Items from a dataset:
•••

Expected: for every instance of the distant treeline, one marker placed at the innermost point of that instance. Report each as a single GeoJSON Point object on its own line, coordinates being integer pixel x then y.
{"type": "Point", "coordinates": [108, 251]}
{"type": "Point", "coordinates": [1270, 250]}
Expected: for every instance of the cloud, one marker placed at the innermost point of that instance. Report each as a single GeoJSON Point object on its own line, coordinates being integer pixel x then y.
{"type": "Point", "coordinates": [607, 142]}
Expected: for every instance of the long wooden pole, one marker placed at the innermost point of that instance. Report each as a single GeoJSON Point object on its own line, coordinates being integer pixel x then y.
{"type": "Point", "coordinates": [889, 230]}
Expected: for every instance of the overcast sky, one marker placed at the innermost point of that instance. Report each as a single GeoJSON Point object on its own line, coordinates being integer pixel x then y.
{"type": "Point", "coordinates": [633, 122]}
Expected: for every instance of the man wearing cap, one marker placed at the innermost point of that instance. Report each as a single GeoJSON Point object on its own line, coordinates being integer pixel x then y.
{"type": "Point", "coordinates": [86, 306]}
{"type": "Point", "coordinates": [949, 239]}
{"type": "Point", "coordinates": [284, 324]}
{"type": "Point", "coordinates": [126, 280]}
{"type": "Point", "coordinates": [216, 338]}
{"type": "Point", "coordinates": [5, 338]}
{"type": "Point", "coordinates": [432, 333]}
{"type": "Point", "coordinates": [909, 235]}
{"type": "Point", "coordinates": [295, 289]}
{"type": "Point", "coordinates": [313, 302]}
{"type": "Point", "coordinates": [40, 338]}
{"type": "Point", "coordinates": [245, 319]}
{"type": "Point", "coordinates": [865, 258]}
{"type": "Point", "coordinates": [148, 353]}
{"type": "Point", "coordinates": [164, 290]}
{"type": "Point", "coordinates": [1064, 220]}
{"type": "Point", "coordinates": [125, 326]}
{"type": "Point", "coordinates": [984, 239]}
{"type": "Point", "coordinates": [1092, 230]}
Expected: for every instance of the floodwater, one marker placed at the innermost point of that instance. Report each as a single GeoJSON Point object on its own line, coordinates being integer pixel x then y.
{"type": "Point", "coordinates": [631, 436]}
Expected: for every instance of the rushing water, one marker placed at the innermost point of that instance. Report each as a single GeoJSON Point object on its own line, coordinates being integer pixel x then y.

•••

*WHAT THE TASK ASKS*. Return every line of the records above unchanged, keeping their order.

*ANSWER FOR THE TASK*.
Expected: for every instance of the distant treeline, one marker placed at the innermost point of that instance. Report each as a single GeoJSON Point object on its own line, coordinates being integer pixel x then y.
{"type": "Point", "coordinates": [108, 251]}
{"type": "Point", "coordinates": [1270, 250]}
Expected: for every instance of the cloud, one marker placed at the innermost point of that instance. Report each as a single GeoJSON Point object on its own line, coordinates being integer pixel x then y.
{"type": "Point", "coordinates": [607, 142]}
Expected: for every instance of the long wooden pole, one marker placed at the innermost point of that instance. Report each as a single GeoJSON Point object on its own line, coordinates being integer pixel x then y.
{"type": "Point", "coordinates": [889, 230]}
Expected: for every instance of the overcast sky, one marker placed at the innermost point of that instance. Report each as a single GeoJSON Point object on its own line, coordinates being integer pixel x then y.
{"type": "Point", "coordinates": [633, 122]}
Expected: for every instance of the man wearing cap, one marker placed at the innermost point of that instance. Report each as a single GeoJSON Point object on its own line, coordinates being integer pixel x then y.
{"type": "Point", "coordinates": [86, 306]}
{"type": "Point", "coordinates": [949, 239]}
{"type": "Point", "coordinates": [284, 324]}
{"type": "Point", "coordinates": [126, 280]}
{"type": "Point", "coordinates": [216, 338]}
{"type": "Point", "coordinates": [5, 338]}
{"type": "Point", "coordinates": [432, 333]}
{"type": "Point", "coordinates": [909, 235]}
{"type": "Point", "coordinates": [295, 289]}
{"type": "Point", "coordinates": [313, 302]}
{"type": "Point", "coordinates": [40, 338]}
{"type": "Point", "coordinates": [245, 319]}
{"type": "Point", "coordinates": [865, 258]}
{"type": "Point", "coordinates": [148, 353]}
{"type": "Point", "coordinates": [164, 290]}
{"type": "Point", "coordinates": [1064, 220]}
{"type": "Point", "coordinates": [125, 326]}
{"type": "Point", "coordinates": [984, 239]}
{"type": "Point", "coordinates": [1092, 230]}
Expected: for every instance of the floodwater, one marker placed at the innermost point of that instance. Report each as a single GeoJSON Point object on its own line, coordinates being integer pixel x then y.
{"type": "Point", "coordinates": [631, 436]}
Expected: for every instance of the rushing water, one marker placed at the innermost point of that instance. Report each as a single GeoJSON Point object on its own line, coordinates being integer pixel x then y.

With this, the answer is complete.